* [Task prompt]: Select every line in the rows below that contains the word "Target", and copy each of those lines in full.

Stored records:
-----

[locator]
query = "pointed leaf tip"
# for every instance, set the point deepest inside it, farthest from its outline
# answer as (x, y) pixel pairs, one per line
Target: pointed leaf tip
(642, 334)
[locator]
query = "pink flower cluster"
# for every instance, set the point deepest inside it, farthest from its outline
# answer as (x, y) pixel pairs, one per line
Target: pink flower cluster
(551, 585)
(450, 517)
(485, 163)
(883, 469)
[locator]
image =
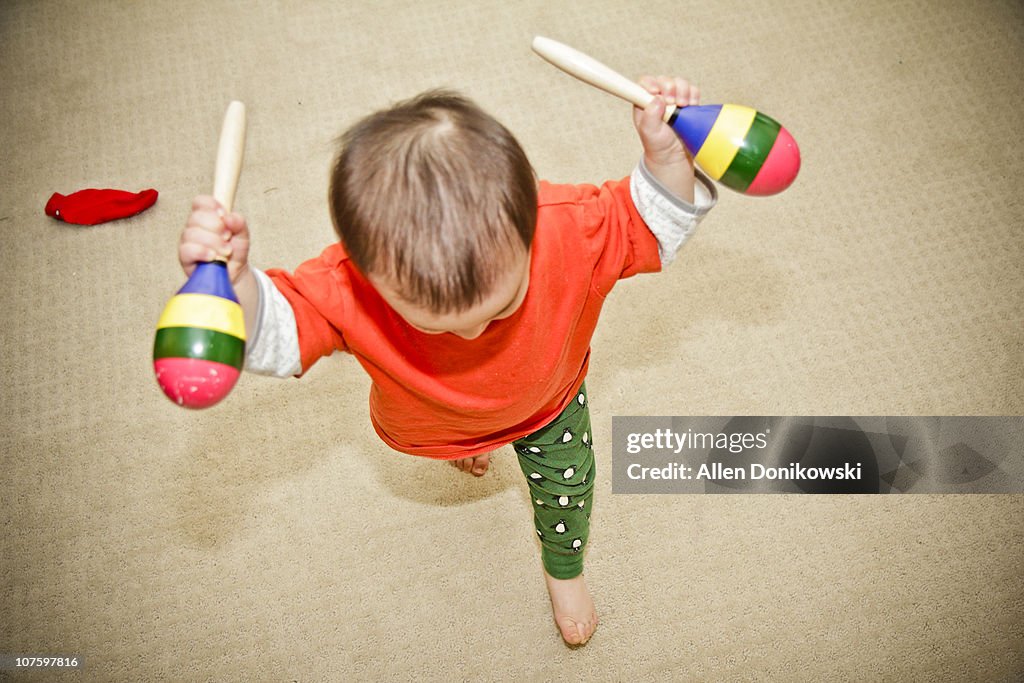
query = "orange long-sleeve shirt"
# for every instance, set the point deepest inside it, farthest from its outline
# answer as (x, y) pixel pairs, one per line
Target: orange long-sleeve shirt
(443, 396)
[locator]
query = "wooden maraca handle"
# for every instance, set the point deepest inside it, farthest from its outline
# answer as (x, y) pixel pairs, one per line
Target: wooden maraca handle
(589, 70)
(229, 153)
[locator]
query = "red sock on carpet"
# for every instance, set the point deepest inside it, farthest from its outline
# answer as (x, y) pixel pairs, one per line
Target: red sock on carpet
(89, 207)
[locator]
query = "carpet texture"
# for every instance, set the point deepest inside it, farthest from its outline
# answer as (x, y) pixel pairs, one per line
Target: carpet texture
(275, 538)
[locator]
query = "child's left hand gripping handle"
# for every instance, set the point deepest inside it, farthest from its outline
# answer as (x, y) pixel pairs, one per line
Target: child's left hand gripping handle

-----

* [Solution to the exercise]:
Target: pointed leaf tip
Target: pink flower cluster
Target: orange long-sleeve shirt
Target: wooden maraca handle
Target: red sock on carpet
Target: carpet texture
Target: child's left hand gripping handle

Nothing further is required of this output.